------ Given passage
Perceived problems with affordable health care
Perceived problems with affordable health care
Where to start? It's just not possible to reorganize a seventh of the US economy without stepping on some toes.

Conservative ideologues are convinced market forces can control health care costs better than government, and state governments can innovate better than the federal government. They see the reforms as inefficient, intrusive, burdensome, likely to increase costs, and a huge transfer of wealth from "job creators" to the less deserving.

Liberals are disappointed by the failure to pass a single-payer, Canadian-style plan. They see it as a selling out to the insurance and drug industries, and fear it will fail to control costs.

Providers fear more government involvement, because of cost controls (lower Medicare reimbursements to docs, DRG payments to hospitals, more patients under Medicaid for starters). They fear comparative effectiveness research will expose some of their most lucrative drugs and treatments as cost-ineffective. New compensation systems rewarding providers for keeping patients healthy present the same problem as teacher pay based on student achievement--the docs cannot control patients' unhealthy lifestyles and home lives.

Employers fear higher group health insurance premiums, increased administrative expense and fines for not providing compliant health plans (or any health plans). The well-insured fear losing their current coverage, while the uninsured fear being fined for not carrying compliant coverage.
------------
List of tasks.
**A.** Rewrite the paragraph beginning "Providers fear more government involvement" from the passage on affordable health care as a short bulleted list that keeps its main facts.
**B.** Using the passage on affordable health care, answer these questions, one per line:
(i) What share of the US economy does the passage say is being reorganized?
(ii) What kind of plan are liberals disappointed did not pass?
(iii) What do the uninsured fear?
**C.** Carry the passage on affordable health care forward with the next part, beginning after its final sentence.
------ Data for analysis
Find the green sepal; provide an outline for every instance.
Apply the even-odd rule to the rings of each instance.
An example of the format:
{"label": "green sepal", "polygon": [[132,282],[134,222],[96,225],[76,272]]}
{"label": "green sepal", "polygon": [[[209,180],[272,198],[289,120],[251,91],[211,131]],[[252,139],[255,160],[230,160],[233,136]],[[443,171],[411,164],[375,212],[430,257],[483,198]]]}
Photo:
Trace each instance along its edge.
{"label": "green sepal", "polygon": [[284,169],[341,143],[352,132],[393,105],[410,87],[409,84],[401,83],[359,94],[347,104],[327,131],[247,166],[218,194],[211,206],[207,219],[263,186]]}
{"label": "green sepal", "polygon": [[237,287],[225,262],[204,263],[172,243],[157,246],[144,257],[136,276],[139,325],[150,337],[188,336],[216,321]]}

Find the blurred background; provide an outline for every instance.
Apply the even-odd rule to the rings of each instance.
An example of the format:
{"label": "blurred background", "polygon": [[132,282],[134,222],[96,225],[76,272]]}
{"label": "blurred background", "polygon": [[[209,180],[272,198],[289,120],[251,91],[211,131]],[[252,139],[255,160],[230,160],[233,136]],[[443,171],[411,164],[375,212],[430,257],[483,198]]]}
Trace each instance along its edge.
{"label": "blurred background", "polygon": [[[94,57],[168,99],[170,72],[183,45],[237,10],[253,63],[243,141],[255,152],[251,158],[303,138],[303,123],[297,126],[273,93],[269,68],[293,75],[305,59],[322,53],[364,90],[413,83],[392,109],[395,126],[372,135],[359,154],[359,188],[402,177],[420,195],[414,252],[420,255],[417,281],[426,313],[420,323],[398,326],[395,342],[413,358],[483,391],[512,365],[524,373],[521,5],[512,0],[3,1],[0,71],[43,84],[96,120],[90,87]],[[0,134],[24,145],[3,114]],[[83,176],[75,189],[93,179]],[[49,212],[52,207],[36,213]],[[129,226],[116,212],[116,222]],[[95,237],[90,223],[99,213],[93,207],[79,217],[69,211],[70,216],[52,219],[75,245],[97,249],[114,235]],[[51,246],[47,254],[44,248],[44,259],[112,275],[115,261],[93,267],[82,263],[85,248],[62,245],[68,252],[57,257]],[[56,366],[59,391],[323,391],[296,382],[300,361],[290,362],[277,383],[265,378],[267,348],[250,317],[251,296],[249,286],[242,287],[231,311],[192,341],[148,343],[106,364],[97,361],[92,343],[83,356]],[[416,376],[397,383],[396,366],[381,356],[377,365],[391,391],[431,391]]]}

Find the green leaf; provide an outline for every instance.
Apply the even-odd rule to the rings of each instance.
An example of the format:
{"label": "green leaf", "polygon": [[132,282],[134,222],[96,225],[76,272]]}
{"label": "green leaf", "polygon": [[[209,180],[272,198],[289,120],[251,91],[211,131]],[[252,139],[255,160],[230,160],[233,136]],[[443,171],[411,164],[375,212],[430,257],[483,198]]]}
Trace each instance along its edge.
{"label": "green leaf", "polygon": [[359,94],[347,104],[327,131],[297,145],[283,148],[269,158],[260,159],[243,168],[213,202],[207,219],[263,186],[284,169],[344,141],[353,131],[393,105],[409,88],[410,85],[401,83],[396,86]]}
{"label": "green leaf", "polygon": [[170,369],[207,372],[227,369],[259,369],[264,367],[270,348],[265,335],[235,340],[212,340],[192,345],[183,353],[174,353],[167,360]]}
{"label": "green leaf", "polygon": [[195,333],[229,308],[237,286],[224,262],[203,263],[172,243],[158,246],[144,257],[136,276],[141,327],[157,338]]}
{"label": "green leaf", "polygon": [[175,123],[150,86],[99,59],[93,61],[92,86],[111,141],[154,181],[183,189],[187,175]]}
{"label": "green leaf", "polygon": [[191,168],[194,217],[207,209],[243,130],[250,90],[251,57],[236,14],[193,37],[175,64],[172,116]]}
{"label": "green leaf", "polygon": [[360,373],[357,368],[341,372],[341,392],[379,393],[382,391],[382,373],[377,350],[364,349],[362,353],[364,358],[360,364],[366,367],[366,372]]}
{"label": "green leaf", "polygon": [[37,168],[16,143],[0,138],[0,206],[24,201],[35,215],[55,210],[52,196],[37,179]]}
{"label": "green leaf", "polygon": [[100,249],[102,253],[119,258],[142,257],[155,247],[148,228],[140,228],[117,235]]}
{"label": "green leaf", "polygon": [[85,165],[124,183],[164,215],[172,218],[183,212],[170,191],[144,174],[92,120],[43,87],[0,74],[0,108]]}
------------
Results of the tasks.
**A.**
- Providers fear more government involvement because of cost controls, such as lower Medicare reimbursements to doctors, DRG payments to hospitals and more patients under Medicaid.
- They fear comparative effectiveness research will show some of their most lucrative drugs and treatments to be cost-ineffective.
- New compensation systems that reward providers for keeping patients healthy raise the same problem as teacher pay based on student achievement: doctors cannot control patients' unhealthy lifestyles and home lives.

**B.**
(i) A seventh.
(ii) A single-payer, Canadian-style plan.
(iii) Being fined for not carrying compliant coverage.

**C.**
People generally resent paying insurance premiums. Until one is on the receiving end, insurance looks like transfer payments--healthy folks subsidizing others' unhealthy lifestyles, childless and small families subsidizing large families, young workers' subsidizing elderly retirees, etc. Some healthy, affluent people would prefer medical savings accounts and high-deductible plans. Some healthy low-income people would prefer to go uninsured and take their chances.

People are so misinformed about how how much rationing occurs under their private plans, and how well single payer systems work in other countries, that they believe the special interest propaganda about waiting lists, rationing and "death panels". They do not appreciate the difference between prioritizing services by cost-effectiveness, rationing necessary services, and just plain rationing people by income level under the GOP's voucher plan.